__Exercise task__
Render each line of the material below as one string in a JSON list, leaving out blank lines.

•••

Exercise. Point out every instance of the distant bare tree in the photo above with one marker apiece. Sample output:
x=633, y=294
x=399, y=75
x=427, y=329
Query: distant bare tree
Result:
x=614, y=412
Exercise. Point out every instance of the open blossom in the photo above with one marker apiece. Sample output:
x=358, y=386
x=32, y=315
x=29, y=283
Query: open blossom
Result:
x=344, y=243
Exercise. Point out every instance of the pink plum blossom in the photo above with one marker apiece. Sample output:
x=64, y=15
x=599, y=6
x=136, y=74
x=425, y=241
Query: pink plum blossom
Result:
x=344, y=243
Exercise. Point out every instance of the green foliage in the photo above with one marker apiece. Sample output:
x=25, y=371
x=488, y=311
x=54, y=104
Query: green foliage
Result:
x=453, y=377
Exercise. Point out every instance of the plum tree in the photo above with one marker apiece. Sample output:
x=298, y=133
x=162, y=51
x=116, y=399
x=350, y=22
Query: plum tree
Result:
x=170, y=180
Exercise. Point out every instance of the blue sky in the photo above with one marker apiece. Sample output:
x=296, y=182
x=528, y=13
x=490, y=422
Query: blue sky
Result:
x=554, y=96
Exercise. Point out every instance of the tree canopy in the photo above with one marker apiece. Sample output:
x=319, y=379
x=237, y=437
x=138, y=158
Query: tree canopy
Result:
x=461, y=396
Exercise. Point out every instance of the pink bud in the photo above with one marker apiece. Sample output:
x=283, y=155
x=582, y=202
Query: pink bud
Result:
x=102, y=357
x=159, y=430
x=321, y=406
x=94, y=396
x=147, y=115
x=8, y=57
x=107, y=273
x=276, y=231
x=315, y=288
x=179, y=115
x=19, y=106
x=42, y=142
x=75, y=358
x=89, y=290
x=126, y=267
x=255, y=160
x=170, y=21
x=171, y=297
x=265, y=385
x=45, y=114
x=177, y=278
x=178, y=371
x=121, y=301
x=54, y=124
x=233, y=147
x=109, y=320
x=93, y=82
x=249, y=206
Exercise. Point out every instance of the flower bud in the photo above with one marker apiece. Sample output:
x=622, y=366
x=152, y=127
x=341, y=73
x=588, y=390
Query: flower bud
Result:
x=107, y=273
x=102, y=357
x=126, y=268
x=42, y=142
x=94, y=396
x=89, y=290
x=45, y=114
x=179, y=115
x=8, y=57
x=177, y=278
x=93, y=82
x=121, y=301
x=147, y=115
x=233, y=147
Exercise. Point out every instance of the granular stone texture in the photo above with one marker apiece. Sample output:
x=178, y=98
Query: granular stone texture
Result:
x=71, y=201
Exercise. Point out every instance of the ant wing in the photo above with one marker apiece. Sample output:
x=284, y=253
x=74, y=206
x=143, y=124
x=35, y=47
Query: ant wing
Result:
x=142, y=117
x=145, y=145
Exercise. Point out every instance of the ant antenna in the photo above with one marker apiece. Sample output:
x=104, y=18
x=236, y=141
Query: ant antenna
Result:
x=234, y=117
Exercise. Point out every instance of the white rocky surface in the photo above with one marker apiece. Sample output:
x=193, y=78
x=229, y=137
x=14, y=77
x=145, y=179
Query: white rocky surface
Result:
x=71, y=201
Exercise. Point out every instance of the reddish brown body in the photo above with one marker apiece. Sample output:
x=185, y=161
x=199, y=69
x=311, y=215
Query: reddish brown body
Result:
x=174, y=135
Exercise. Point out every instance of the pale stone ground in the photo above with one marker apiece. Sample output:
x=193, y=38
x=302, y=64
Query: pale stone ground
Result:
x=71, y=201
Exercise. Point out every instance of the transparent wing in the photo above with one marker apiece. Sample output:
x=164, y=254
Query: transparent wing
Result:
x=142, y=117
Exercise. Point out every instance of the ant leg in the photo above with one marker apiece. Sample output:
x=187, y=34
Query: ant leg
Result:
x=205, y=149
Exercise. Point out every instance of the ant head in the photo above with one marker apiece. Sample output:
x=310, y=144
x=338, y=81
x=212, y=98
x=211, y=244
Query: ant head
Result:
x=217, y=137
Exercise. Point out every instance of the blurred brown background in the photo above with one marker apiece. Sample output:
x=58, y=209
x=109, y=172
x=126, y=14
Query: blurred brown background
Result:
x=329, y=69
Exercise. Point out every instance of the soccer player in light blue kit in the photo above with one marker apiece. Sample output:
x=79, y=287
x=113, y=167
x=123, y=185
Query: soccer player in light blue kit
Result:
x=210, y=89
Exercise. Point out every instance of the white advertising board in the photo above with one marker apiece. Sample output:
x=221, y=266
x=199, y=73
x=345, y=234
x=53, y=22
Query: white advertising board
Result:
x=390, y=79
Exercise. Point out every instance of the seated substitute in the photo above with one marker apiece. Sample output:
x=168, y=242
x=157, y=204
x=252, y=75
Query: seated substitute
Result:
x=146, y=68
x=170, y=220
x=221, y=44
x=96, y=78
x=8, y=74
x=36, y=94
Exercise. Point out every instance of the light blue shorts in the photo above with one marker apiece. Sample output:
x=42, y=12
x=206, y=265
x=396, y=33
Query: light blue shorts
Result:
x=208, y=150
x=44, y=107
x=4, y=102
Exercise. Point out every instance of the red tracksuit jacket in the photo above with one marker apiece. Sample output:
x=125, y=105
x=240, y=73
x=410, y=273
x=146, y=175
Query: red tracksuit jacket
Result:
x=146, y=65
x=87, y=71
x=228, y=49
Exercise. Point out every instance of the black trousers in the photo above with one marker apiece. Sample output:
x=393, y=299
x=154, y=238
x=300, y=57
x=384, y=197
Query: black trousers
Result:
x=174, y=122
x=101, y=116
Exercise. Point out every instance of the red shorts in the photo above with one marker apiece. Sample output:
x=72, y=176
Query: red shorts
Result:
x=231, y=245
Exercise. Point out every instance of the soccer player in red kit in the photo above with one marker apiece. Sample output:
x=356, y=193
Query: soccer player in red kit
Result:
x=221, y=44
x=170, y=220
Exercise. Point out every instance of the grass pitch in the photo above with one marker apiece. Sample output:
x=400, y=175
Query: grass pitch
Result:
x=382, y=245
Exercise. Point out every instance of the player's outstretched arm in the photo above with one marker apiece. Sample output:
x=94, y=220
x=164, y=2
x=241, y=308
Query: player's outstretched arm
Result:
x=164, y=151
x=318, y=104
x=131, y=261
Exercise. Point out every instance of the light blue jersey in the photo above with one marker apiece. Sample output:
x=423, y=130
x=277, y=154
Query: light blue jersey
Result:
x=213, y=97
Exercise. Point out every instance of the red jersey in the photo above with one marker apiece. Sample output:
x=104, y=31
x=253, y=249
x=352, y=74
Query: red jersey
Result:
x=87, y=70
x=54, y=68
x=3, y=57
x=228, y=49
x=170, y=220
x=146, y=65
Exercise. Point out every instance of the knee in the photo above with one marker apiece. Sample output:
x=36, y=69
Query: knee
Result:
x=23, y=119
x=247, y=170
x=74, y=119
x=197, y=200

•••

__Written reply__
[
  "Exercise. Point out every instance of the distant bare tree in the photo above with one marker apiece. Sample output:",
  "x=633, y=294",
  "x=399, y=75",
  "x=427, y=329",
  "Query: distant bare tree",
  "Result:",
  "x=614, y=412",
  "Exercise. Point out every instance of the open blossom in the photo above with one marker apiece. Sample output:",
  "x=358, y=386",
  "x=32, y=315",
  "x=29, y=283",
  "Query: open blossom",
  "Result:",
  "x=344, y=243",
  "Exercise. Point out every instance of the pink plum blossom in the photo above with one marker apiece. Sample output:",
  "x=64, y=15",
  "x=599, y=6",
  "x=136, y=74",
  "x=425, y=241",
  "Query: pink plum blossom",
  "Result:",
  "x=344, y=243",
  "Exercise. Point out every instance of the green foliage in the photo above with one marker apiece. Sample output:",
  "x=25, y=371",
  "x=488, y=311",
  "x=54, y=104",
  "Query: green foliage",
  "Result:",
  "x=453, y=377",
  "Exercise. Point out every instance of the plum tree in the photo above with one marker apiece. Sample output:",
  "x=298, y=133",
  "x=162, y=51",
  "x=116, y=399",
  "x=350, y=22",
  "Query: plum tree",
  "Result:",
  "x=170, y=180",
  "Exercise. Point out every instance of the blue sky in the photo above with one marker apiece. Sample output:",
  "x=296, y=182",
  "x=528, y=13",
  "x=490, y=422",
  "Query: blue sky",
  "Result:",
  "x=554, y=96",
  "Exercise. Point out every instance of the tree canopy in the photo above with one marker apiece. Sample output:",
  "x=319, y=379",
  "x=237, y=437",
  "x=138, y=158",
  "Query: tree canopy",
  "Result:",
  "x=461, y=396",
  "Exercise. Point out every instance of the pink bud in the photo above with one marker apiece. Sample output:",
  "x=283, y=155",
  "x=582, y=202",
  "Query: pink bud",
  "Result:",
  "x=102, y=357",
  "x=159, y=430",
  "x=321, y=406",
  "x=94, y=396",
  "x=147, y=115",
  "x=8, y=57",
  "x=107, y=273",
  "x=276, y=231",
  "x=315, y=288",
  "x=179, y=115",
  "x=19, y=106",
  "x=42, y=142",
  "x=75, y=358",
  "x=89, y=290",
  "x=126, y=267",
  "x=255, y=160",
  "x=170, y=21",
  "x=171, y=297",
  "x=265, y=385",
  "x=45, y=114",
  "x=177, y=278",
  "x=178, y=371",
  "x=121, y=301",
  "x=54, y=124",
  "x=233, y=147",
  "x=109, y=320",
  "x=93, y=82",
  "x=249, y=206",
  "Exercise. Point out every instance of the flower bud in the photo above with one marker apiece. Sample output:",
  "x=622, y=366",
  "x=152, y=127",
  "x=341, y=73",
  "x=588, y=390",
  "Query: flower bud",
  "Result:",
  "x=107, y=273",
  "x=102, y=357",
  "x=126, y=268",
  "x=42, y=142",
  "x=94, y=396",
  "x=89, y=290",
  "x=45, y=114",
  "x=179, y=115",
  "x=8, y=57",
  "x=177, y=278",
  "x=93, y=82",
  "x=121, y=301",
  "x=147, y=115",
  "x=233, y=147",
  "Exercise. Point out every instance of the granular stone texture in the photo above with one marker apiece. Sample output:",
  "x=178, y=98",
  "Query: granular stone texture",
  "Result:",
  "x=71, y=201",
  "Exercise. Point out every instance of the ant wing in the photo above with one marker apiece. Sample output:",
  "x=284, y=253",
  "x=74, y=206",
  "x=143, y=124",
  "x=35, y=47",
  "Query: ant wing",
  "Result:",
  "x=142, y=117",
  "x=145, y=145",
  "Exercise. Point out every instance of the ant antenna in the photo above with one marker apiece. Sample output:",
  "x=104, y=18",
  "x=236, y=141",
  "Query: ant antenna",
  "Result:",
  "x=234, y=117",
  "Exercise. Point out every instance of the white rocky surface in the photo above with one marker apiece. Sample output:",
  "x=193, y=78",
  "x=229, y=137",
  "x=14, y=77",
  "x=145, y=179",
  "Query: white rocky surface",
  "Result:",
  "x=71, y=201",
  "Exercise. Point out every instance of the reddish brown body in the photo above with one marker apiece. Sample output:",
  "x=185, y=161",
  "x=199, y=69",
  "x=311, y=215",
  "Query: reddish brown body",
  "Result:",
  "x=174, y=135",
  "Exercise. Point out every instance of the pale stone ground in the photo above with one marker apiece. Sample output:",
  "x=193, y=38",
  "x=302, y=64",
  "Query: pale stone ground",
  "Result:",
  "x=71, y=201",
  "Exercise. Point out every instance of the transparent wing in the photo above with one marker apiece. Sample output:",
  "x=164, y=254",
  "Query: transparent wing",
  "Result:",
  "x=142, y=117",
  "Exercise. Point out every instance of the ant leg in the photo above with one marker apiece. Sample output:",
  "x=187, y=34",
  "Query: ant leg",
  "Result:",
  "x=205, y=149",
  "Exercise. Point out every instance of the ant head in the photo above with one marker apiece. Sample output:",
  "x=310, y=144",
  "x=338, y=81",
  "x=212, y=98",
  "x=211, y=244",
  "Query: ant head",
  "Result:",
  "x=217, y=137",
  "Exercise. Point out every instance of the blurred brown background in the photo above with one marker apiece. Sample output:",
  "x=58, y=209",
  "x=109, y=172",
  "x=126, y=14",
  "Query: blurred brown background",
  "Result:",
  "x=329, y=69",
  "Exercise. Point out every instance of the soccer player in light blue kit in the photo above with one marker apiece. Sample output:",
  "x=79, y=287",
  "x=113, y=167",
  "x=123, y=185",
  "Query: soccer player in light blue kit",
  "Result:",
  "x=210, y=89",
  "Exercise. Point out every instance of the white advertising board in the photo above with one marker apiece. Sample output:",
  "x=221, y=266",
  "x=199, y=73",
  "x=345, y=234",
  "x=53, y=22",
  "Query: white advertising board",
  "Result:",
  "x=390, y=79",
  "Exercise. Point out every instance of the seated substitute in the photo above with one marker apiece. Sample output:",
  "x=168, y=242",
  "x=157, y=204",
  "x=252, y=75",
  "Query: seated substitute",
  "Result:",
  "x=146, y=68",
  "x=170, y=220",
  "x=221, y=44",
  "x=96, y=78",
  "x=8, y=74",
  "x=36, y=94",
  "Exercise. Point out every instance of the light blue shorts in the photo above with one marker apiece. Sample output:",
  "x=42, y=12",
  "x=206, y=265",
  "x=396, y=33",
  "Query: light blue shorts",
  "Result:",
  "x=208, y=150",
  "x=44, y=107",
  "x=4, y=102",
  "Exercise. Point out every instance of the red tracksuit jacket in the photo above with one marker apiece. Sample output:",
  "x=125, y=105",
  "x=240, y=73",
  "x=410, y=273",
  "x=146, y=175",
  "Query: red tracksuit jacket",
  "Result:",
  "x=146, y=65",
  "x=87, y=71",
  "x=228, y=49",
  "Exercise. Point out every instance of the black trousers in the photo above with one marker apiece. Sample output:",
  "x=393, y=299",
  "x=154, y=238",
  "x=300, y=57",
  "x=384, y=197",
  "Query: black trousers",
  "Result:",
  "x=174, y=122",
  "x=101, y=116",
  "Exercise. Point out every instance of the red shorts in the photo above with one marker apiece. Sample output:",
  "x=72, y=176",
  "Query: red shorts",
  "Result:",
  "x=231, y=245",
  "Exercise. Point out every instance of the soccer player in red kit in the photo above with one marker apiece. Sample output:",
  "x=356, y=193",
  "Query: soccer player in red kit",
  "Result:",
  "x=221, y=44",
  "x=170, y=220",
  "Exercise. Point out every instance of the grass pitch in the photo above with one marker apiece. Sample output:",
  "x=400, y=175",
  "Query: grass pitch",
  "Result:",
  "x=382, y=245",
  "Exercise. Point out every instance of the player's outstretched arm in the photo above with one marker apiece. Sample output:",
  "x=94, y=220",
  "x=164, y=2",
  "x=241, y=308",
  "Query: player's outstretched arm",
  "Result:",
  "x=164, y=151",
  "x=318, y=104",
  "x=131, y=261",
  "Exercise. Point out every instance of the light blue jersey in the photo above with one marker apiece. Sample output:",
  "x=423, y=130",
  "x=277, y=154",
  "Query: light blue jersey",
  "Result:",
  "x=213, y=97",
  "Exercise. Point out every instance of the red jersey in the photo above with one marker apiece. Sample output:",
  "x=104, y=31",
  "x=253, y=249",
  "x=352, y=74",
  "Query: red jersey",
  "Result:",
  "x=87, y=70",
  "x=54, y=68",
  "x=3, y=57",
  "x=228, y=49",
  "x=170, y=220",
  "x=146, y=65",
  "Exercise. Point out every instance of the knee in the photo above with one marker apiece. Sample output:",
  "x=36, y=69",
  "Query: knee",
  "Result:",
  "x=23, y=119",
  "x=247, y=170",
  "x=74, y=119",
  "x=197, y=200"
]